Segment Start: Passage provided
# Swapping 5x105 Hub for Diesel 5x115 Hub



## MP81 (Jul 20, 2015)

The diesel does not use the same rotor as the gas, the brakes are much larger. 

And correct - it is not possible for the hubs to fit both, as they have a different lug pattern. The knuckle is probably the same, though.


----------



## BlakeCary (Jan 11, 2017)

How can the rotors be different with the same part number?








I agree that the knuckle bolt pattern is more than likely the same and that the Wheel Bolt pattern is different so that info from AZ is wrong.
Are the Shaft Splines the same?


----------



## MP81 (Jul 20, 2015)

They should not be the same part number, either. 

Splines, I couldn't tell you. The trans is different, so it's very possible so is the spline count.
Segment End: Passage provided
Segment Start: Material for the task
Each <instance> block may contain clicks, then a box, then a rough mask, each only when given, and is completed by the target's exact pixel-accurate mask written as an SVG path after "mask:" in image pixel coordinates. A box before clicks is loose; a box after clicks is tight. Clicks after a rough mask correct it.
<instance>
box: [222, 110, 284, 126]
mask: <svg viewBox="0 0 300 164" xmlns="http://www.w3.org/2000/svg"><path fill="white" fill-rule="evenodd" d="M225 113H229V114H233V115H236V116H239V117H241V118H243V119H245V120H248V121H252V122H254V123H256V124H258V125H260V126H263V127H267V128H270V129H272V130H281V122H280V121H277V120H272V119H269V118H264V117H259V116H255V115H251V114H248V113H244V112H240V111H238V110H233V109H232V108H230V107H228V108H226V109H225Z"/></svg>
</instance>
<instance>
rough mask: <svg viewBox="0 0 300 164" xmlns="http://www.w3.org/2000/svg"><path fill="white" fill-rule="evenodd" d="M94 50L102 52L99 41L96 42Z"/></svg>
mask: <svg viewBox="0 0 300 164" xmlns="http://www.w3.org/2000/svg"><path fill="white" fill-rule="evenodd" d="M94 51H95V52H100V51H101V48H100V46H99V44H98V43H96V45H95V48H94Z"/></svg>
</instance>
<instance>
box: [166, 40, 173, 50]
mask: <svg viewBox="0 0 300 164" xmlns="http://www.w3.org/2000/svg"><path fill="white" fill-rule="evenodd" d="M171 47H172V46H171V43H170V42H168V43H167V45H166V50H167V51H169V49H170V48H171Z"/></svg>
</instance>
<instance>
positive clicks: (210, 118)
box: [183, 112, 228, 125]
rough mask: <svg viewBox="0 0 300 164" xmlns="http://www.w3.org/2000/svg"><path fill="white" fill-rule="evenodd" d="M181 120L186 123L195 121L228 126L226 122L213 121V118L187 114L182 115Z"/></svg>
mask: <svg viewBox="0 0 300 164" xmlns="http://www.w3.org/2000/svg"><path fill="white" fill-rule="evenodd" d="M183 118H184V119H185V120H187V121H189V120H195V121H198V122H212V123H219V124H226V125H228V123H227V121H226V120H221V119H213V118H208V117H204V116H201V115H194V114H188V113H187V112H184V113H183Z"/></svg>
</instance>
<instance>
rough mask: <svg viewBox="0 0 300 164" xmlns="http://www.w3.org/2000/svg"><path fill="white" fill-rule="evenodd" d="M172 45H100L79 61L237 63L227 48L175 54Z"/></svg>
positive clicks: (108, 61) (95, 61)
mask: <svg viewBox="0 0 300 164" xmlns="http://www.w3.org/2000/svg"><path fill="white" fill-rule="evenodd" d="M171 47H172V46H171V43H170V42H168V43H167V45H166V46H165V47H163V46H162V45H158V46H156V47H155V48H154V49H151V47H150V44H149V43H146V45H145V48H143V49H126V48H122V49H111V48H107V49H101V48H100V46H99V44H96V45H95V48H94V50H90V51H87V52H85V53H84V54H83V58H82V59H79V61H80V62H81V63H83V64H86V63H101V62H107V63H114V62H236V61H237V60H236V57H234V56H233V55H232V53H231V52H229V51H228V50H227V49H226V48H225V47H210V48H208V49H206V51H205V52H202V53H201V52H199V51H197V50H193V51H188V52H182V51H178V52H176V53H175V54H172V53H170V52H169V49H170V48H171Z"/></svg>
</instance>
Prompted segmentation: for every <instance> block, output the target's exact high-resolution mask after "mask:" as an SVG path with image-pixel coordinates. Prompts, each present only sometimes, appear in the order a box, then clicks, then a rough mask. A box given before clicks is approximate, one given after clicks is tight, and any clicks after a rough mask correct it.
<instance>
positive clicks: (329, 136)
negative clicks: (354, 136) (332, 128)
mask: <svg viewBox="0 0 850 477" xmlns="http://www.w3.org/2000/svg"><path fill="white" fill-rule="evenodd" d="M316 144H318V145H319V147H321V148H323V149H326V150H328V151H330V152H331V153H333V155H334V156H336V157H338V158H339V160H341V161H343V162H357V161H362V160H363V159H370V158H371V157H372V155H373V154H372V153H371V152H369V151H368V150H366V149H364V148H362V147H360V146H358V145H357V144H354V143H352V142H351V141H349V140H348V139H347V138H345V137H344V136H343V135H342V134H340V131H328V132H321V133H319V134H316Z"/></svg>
Segment End: Material for the task
Segment Start: Material for the task
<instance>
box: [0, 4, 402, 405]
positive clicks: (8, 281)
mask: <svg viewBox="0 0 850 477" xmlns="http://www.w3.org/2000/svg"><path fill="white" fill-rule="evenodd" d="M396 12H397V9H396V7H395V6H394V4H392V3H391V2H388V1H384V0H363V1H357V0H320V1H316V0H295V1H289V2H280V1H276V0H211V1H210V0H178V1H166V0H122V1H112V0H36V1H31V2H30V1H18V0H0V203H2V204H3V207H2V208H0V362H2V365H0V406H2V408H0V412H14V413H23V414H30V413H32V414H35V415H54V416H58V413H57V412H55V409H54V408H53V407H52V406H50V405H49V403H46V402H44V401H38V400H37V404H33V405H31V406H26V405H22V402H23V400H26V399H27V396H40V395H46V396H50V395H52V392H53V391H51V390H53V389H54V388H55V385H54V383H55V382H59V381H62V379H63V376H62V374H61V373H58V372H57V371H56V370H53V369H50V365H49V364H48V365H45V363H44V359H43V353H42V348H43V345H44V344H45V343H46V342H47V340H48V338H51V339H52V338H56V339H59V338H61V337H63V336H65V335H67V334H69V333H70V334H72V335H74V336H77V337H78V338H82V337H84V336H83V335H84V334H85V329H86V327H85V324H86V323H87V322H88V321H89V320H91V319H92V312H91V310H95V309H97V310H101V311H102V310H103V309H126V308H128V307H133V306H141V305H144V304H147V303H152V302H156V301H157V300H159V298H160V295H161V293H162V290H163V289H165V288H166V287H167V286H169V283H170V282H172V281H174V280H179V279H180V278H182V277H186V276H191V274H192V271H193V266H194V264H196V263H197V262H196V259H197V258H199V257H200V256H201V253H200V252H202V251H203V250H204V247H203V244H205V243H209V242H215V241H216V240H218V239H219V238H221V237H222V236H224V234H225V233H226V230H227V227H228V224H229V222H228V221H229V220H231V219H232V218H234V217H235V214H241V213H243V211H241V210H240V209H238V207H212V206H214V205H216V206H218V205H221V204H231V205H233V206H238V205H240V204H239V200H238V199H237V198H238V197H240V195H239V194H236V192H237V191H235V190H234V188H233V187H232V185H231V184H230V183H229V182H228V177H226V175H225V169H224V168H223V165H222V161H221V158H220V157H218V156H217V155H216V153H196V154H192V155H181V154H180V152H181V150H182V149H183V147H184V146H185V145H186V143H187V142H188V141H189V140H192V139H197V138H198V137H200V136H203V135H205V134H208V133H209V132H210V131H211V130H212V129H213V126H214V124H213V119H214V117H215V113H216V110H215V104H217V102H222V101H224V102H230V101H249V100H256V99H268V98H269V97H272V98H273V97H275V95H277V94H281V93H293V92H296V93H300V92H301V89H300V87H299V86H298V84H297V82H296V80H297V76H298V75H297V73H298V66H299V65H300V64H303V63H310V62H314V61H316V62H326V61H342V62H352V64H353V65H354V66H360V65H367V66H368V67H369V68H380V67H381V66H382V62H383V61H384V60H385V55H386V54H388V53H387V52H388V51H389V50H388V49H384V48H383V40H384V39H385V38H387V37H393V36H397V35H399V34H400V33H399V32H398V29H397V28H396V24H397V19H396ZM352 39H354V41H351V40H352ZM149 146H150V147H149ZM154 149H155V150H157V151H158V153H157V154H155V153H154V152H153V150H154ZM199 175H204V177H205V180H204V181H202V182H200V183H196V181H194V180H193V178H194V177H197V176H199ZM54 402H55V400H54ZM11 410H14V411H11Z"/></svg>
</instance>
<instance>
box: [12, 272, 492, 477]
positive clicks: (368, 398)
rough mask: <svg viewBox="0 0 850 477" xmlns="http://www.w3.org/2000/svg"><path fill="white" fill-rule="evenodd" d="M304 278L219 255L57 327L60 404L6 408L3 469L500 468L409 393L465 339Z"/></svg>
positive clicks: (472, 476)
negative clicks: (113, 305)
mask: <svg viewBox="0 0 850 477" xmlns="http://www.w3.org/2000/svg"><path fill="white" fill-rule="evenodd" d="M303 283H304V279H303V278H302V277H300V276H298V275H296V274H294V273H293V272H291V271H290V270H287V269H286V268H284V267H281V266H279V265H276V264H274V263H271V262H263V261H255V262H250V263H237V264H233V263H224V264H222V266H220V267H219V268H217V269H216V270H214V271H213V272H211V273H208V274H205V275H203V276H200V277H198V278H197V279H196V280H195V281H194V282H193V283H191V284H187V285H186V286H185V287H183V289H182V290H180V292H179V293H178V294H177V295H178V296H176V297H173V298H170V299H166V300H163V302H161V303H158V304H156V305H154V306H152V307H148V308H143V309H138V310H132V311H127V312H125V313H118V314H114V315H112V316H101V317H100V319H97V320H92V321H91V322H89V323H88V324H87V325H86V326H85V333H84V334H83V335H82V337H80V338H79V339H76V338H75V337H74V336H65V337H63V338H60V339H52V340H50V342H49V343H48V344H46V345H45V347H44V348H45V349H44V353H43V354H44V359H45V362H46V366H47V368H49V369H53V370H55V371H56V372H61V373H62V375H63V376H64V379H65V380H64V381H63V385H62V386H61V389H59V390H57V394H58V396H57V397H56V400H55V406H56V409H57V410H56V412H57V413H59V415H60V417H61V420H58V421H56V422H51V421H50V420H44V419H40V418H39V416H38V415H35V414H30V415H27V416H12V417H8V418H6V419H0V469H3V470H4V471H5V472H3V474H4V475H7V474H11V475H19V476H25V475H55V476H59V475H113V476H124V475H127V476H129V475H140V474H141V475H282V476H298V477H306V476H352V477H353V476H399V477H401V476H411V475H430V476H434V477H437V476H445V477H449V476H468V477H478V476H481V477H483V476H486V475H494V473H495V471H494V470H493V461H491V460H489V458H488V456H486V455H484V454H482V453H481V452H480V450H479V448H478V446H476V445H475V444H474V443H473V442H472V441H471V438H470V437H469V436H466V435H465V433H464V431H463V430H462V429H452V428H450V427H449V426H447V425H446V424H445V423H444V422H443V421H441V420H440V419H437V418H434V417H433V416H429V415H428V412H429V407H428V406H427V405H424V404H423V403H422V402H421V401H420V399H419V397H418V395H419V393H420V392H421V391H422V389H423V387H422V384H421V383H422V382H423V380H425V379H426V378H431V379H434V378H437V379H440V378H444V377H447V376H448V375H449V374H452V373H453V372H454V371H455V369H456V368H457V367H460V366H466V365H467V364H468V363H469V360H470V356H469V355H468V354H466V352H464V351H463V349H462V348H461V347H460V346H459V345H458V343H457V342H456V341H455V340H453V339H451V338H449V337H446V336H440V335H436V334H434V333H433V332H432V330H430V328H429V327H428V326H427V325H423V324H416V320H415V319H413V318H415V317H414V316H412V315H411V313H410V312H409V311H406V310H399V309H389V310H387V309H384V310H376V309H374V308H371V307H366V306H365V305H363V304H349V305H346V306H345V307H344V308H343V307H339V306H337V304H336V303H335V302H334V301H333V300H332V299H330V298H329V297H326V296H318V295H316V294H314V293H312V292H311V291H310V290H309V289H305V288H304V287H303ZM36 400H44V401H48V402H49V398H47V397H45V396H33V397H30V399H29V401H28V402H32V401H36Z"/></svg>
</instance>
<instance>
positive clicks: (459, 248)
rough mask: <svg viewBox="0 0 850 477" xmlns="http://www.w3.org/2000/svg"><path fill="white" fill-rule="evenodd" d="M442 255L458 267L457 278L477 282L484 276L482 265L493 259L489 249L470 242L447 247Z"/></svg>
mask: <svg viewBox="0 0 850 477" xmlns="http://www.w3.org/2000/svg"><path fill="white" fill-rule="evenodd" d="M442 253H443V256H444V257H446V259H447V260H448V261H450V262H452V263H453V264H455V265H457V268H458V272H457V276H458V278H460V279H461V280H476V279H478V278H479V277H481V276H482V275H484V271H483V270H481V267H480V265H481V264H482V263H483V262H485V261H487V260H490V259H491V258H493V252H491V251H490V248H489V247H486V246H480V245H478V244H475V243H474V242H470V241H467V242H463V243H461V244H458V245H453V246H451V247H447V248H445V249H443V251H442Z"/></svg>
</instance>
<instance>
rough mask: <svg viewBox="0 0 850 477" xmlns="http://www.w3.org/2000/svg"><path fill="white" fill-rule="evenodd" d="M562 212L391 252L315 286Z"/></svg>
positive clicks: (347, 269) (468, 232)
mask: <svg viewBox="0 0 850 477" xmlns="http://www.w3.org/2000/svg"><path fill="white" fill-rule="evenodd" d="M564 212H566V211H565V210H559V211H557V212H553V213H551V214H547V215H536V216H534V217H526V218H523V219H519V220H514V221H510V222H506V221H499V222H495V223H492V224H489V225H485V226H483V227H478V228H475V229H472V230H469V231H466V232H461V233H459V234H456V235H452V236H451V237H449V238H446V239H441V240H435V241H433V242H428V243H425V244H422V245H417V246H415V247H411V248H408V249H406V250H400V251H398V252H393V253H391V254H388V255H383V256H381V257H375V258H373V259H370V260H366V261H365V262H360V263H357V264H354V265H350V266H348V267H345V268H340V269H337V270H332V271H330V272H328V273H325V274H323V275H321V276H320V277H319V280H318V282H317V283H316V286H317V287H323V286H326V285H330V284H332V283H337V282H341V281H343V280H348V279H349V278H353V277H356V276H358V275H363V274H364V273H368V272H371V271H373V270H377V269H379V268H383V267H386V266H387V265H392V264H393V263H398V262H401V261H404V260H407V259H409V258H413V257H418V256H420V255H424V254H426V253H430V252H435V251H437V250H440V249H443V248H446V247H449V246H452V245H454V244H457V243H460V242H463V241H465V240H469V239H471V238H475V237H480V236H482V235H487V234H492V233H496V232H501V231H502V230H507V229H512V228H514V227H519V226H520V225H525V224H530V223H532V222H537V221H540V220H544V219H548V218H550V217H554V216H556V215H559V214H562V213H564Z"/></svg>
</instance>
Segment End: Material for the task
Task requirements:
1. From the records, output as a JSON list of strings the lines starting with the line that contains "Each <instance> block" and going on through the line that contains "box: [222, 110, 284, 126]", with one string per line and blank lines omitted.
2. Write what comes next in the forum thread about swapping the 5x105 hub for the diesel 5x115 hub.

Expected responses:
1.
[
  "Each <instance> block may contain clicks, then a box, then a rough mask, each only when given, and is completed by the target's exact pixel-accurate mask written as an SVG path after \"mask:\" in image pixel coordinates. A box before clicks is loose; a box after clicks is tight. Clicks after a rough mask correct it.",
  "<instance>",
  "box: [222, 110, 284, 126]"
]

2.
----------



## eddiefromcali (Aug 21, 2017)

Unless the rotors have dual bolt patters, it should be a different pn.


----------



## MP81 (Jul 20, 2015)

eddiefromcali said:


> Unless the rotors have dual bolt patters, it should be a different pn.


It is, they are different rotors - the diesel front rotors are like an inch bigger.


----------



## FM Wheels (Sep 4, 2015)

It's a lot cheaper to re-drill the wheels and not have to mess with all that drama, It's not that much more to re-drill wheels to 5x105.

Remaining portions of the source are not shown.